The proper forefoot striking running style involves more than just landing on your forefoot. I recently read an article in Runner’s World and the article concluded that heel striking is more efficient than forefoot running, or one foot strike is not efficient over the other.
Yet, if you look closely at the studies that derived such conclusions, you will discover that the runners who switched from heel striking to forefoot running did so without proper instruction. The only change in their mechanics was in the foot strike technique and this is a big problem because forefoot running differs biomechanically globally than heel striking.
Switching to Forefoot Striking is Best, If Learned Properly
Most studies claiming that switching to forefoot running is efficient than heel striking involved participants who switched to forefoot running under guided instruction, usually with POSE Running, Chi Running, or from Dr. Lieberman’s work on barefoot running.

■ ■ ■ ■ ■ ■ ■

● **Short task**
Retype, word for word, the stretch of the forefoot running text from "Switching to Forefoot Striking" through "on barefoot running.".

■ ■ ■ ■ ■ ■ ■

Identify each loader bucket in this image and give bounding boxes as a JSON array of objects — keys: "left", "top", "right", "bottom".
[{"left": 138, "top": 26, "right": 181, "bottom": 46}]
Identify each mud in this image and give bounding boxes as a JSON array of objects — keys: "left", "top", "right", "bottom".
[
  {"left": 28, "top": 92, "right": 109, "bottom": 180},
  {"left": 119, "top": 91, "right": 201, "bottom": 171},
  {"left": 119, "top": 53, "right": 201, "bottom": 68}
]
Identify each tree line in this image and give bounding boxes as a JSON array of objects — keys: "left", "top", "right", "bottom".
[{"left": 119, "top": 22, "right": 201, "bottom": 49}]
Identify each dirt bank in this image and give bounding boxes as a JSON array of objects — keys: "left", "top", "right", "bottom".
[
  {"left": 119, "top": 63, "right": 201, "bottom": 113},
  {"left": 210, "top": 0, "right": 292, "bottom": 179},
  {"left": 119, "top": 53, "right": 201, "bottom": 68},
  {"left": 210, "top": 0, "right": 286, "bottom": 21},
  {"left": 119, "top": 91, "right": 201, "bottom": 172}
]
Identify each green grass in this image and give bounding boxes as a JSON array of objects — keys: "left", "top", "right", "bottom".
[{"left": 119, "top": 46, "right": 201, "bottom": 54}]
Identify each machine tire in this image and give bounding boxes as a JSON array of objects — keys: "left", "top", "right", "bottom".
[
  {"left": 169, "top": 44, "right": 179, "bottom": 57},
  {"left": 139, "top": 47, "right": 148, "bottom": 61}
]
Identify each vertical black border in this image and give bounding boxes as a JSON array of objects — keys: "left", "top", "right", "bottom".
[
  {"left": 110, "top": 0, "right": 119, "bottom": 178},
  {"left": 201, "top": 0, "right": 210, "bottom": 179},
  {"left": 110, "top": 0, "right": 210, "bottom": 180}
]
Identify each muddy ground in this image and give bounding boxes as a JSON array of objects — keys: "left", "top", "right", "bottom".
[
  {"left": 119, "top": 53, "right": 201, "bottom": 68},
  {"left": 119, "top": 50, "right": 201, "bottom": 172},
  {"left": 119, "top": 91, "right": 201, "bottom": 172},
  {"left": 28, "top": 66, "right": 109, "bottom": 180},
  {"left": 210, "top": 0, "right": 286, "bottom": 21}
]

■ ■ ■ ■ ■ ■ ■

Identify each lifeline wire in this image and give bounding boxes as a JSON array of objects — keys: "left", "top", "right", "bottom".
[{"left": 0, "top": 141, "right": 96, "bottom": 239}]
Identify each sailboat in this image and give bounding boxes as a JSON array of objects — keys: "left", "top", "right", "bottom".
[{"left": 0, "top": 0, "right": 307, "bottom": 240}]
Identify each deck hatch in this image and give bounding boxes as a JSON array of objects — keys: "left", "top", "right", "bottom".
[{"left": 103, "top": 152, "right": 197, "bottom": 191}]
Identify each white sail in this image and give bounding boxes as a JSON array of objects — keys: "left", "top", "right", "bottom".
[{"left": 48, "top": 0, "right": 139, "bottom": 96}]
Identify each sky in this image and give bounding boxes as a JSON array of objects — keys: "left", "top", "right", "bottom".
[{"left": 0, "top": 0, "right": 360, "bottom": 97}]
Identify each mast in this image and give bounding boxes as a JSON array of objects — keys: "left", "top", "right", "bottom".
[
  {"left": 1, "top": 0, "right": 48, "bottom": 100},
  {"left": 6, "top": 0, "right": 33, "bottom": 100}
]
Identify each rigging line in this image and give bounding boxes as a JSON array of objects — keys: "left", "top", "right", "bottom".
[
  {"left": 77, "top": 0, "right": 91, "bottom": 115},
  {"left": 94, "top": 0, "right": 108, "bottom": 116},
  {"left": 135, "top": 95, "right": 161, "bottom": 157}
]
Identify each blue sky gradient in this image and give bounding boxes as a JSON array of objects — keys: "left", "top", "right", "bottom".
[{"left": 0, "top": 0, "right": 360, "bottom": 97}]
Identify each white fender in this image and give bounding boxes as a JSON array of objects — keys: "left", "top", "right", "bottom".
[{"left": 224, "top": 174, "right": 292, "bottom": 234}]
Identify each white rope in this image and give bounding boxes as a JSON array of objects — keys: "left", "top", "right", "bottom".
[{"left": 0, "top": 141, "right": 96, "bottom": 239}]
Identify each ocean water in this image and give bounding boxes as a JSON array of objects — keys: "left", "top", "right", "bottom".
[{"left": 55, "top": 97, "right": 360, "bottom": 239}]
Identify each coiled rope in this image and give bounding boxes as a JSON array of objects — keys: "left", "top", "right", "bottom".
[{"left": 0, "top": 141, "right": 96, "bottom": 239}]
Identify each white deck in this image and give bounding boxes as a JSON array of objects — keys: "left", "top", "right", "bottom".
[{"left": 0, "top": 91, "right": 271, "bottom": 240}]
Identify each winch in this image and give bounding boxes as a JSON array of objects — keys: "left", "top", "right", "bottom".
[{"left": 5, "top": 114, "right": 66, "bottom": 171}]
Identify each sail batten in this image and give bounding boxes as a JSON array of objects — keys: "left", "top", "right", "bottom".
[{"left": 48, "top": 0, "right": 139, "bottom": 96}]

■ ■ ■ ■ ■ ■ ■

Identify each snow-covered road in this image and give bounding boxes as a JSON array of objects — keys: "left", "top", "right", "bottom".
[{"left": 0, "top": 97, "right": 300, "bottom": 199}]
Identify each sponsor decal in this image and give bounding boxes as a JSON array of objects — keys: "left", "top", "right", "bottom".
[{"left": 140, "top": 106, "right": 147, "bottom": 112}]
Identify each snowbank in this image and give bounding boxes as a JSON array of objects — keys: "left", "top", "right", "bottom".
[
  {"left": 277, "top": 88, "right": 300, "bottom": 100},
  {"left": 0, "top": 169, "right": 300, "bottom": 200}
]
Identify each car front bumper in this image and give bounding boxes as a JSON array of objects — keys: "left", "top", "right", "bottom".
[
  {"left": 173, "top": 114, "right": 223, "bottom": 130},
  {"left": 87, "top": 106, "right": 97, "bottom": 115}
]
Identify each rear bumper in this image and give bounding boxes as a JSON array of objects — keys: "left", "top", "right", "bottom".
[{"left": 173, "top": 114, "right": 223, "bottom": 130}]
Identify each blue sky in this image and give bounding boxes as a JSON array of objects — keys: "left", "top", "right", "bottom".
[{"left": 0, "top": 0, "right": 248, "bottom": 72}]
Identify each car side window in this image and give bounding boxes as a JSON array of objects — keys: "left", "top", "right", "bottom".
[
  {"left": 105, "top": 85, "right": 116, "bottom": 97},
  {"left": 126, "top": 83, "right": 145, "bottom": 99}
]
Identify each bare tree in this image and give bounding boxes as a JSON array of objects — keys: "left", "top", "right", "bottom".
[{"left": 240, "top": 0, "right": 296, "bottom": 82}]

■ ■ ■ ■ ■ ■ ■

● **Problem solution**
Switching to Forefoot Striking is Best, If Learned Properly
Most studies claiming that switching to forefoot running is efficient than heel striking involved participants who switched to forefoot running under guided instruction, usually with POSE Running, Chi Running, or from Dr. Lieberman’s work on barefoot running.